TASK STATEMENT
Show every line in the items below that contains the word "fruit", copied in full.

DATA EXTRACT
----

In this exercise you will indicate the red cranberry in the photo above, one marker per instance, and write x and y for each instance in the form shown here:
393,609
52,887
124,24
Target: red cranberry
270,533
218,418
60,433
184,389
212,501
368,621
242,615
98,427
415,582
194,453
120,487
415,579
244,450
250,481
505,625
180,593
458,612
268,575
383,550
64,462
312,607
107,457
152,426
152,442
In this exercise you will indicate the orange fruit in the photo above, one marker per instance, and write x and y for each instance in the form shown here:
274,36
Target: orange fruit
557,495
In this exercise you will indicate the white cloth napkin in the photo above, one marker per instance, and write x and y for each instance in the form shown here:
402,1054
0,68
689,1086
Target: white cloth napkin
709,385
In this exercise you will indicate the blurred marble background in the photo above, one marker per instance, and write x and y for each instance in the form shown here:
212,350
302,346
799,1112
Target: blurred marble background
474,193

----

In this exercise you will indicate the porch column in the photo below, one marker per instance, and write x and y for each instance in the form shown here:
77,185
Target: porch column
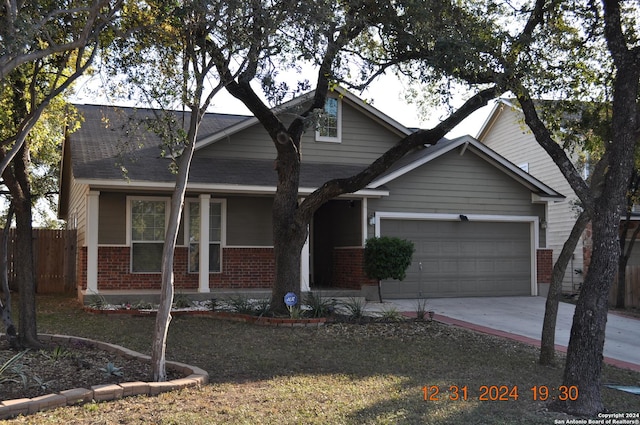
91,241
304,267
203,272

----

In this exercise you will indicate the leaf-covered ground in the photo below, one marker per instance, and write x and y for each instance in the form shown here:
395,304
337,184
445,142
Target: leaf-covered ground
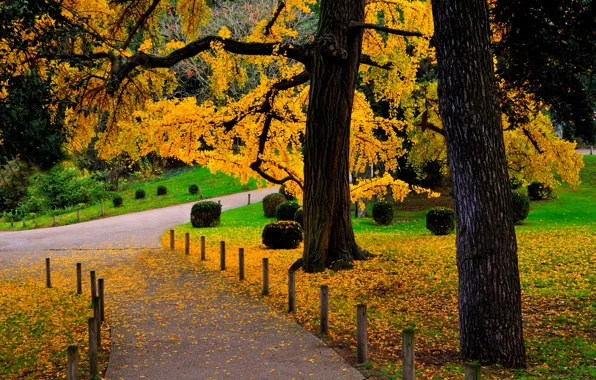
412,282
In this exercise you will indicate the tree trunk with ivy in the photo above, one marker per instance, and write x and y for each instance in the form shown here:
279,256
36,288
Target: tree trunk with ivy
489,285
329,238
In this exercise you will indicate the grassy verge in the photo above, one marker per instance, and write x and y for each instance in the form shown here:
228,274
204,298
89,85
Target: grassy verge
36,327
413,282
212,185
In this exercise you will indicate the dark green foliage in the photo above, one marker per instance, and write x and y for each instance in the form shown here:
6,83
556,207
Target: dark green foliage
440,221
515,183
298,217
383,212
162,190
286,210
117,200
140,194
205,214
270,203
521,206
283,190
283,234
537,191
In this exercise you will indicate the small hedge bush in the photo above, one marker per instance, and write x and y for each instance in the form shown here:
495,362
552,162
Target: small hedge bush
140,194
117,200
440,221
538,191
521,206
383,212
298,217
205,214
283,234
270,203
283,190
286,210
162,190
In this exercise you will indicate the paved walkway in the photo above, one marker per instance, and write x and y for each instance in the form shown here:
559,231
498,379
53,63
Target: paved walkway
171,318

----

ANSWER TO THE PROBLEM
In this exercise you will indicate the orange fruit in the photo above, one marker per instance, and write x and y for each instance in the form shown here:
Target: orange fruit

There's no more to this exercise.